From: Yi Liu <yi.l.liu@intel.com>
If user wants to expose PASID capability in vIOMMU, then VFIO would also
report the PASID cap for this device if the underlying hardware supports
it as well.
As a start, this chooses to put the vPASID cap in the last 8 bytes of the
vconfig space. This is a choice in the good hope of no conflict with any
existing cap or hidden registers. For the devices that has hidden registers,
user should figure out a proper offset for the vPASID cap. This may require
an option for user to config it. Here we leave it as a future extension.
There are more discussions on the mechanism of finding the proper offset.
https://lore.kernel.org/kvm/BN9PR11MB5276318969A212AD0649C7BE8CBE2@BN9PR11MB5276.namprd11.prod.outlook.com/
Signed-off-by: Yi Liu <yi.l.liu@intel.com>
Signed-off-by: Shameer Kolothum <skolothumtho@nvidia.com>
---
hw/vfio/pci.c | 31 +++++++++++++++++++++++++++++++
include/hw/iommu.h | 1 +
2 files changed, 32 insertions(+)
diff --git a/hw/vfio/pci.c b/hw/vfio/pci.c
index 5b022da19e..f54ebd0111 100644
--- a/hw/vfio/pci.c
+++ b/hw/vfio/pci.c
@@ -24,6 +24,7 @@
#include <sys/ioctl.h>
#include "hw/hw.h"
+#include "hw/iommu.h"
#include "hw/pci/msi.h"
#include "hw/pci/msix.h"
#include "hw/pci/pci_bridge.h"

▬▬▬▬▬▬▬▬▬▬

Goals:
1 > In the vPASID patch, where does the author place the vPASID cap as a start?
2 > Carry on the vPASID patch from its final line.

▬▬▬▬▬▬▬▬▬▬

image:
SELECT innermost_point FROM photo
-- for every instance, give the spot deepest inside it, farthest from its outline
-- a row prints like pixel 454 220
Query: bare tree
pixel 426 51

▬▬▬▬▬▬▬▬▬▬

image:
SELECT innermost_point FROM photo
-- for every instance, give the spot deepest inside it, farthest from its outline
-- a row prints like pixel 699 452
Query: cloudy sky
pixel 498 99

▬▬▬▬▬▬▬▬▬▬

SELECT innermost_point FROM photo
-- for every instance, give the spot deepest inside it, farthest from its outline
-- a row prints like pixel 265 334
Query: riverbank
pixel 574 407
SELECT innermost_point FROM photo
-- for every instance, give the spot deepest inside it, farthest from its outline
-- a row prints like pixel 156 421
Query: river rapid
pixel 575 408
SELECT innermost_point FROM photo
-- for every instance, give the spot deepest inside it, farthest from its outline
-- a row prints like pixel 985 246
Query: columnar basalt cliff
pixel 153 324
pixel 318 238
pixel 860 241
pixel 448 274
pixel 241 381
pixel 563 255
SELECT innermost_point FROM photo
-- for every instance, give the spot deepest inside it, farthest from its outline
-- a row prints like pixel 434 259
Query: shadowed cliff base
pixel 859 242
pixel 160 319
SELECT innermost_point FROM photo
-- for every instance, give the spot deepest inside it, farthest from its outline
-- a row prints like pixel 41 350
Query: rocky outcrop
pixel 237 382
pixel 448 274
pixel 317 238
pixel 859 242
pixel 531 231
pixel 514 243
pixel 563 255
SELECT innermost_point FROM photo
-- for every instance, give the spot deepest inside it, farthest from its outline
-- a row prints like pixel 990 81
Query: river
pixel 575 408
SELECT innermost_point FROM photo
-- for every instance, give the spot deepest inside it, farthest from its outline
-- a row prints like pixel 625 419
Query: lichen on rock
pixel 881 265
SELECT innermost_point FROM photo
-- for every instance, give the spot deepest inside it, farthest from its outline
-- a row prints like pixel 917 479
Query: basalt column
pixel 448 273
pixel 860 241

▬▬▬▬▬▬▬▬▬▬

Answers in order:
1 > In the last 8 bytes of the vconfig space.

2 >
@@ -2500,7 +2501,12 @@ static int vfio_setup_rebar_ecap(VFIOPCIDevice *vdev, uint16_t pos)
static void vfio_add_ext_cap(VFIOPCIDevice *vdev)
{
+ HostIOMMUDevice *hiod = vdev->vbasedev.hiod;
+ HostIOMMUDeviceClass *hiodc = HOST_IOMMU_DEVICE_GET_CLASS(hiod);
PCIDevice *pdev = PCI_DEVICE(vdev);
+ uint8_t max_pasid_log2 = 0;
+ bool pasid_cap_added = false;
+ uint64_t hw_caps;
uint32_t header;
uint16_t cap_id, next, size;
uint8_t cap_ver;
@@ -2578,12 +2584,37 @@ static void vfio_add_ext_cap(VFIOPCIDevice *vdev)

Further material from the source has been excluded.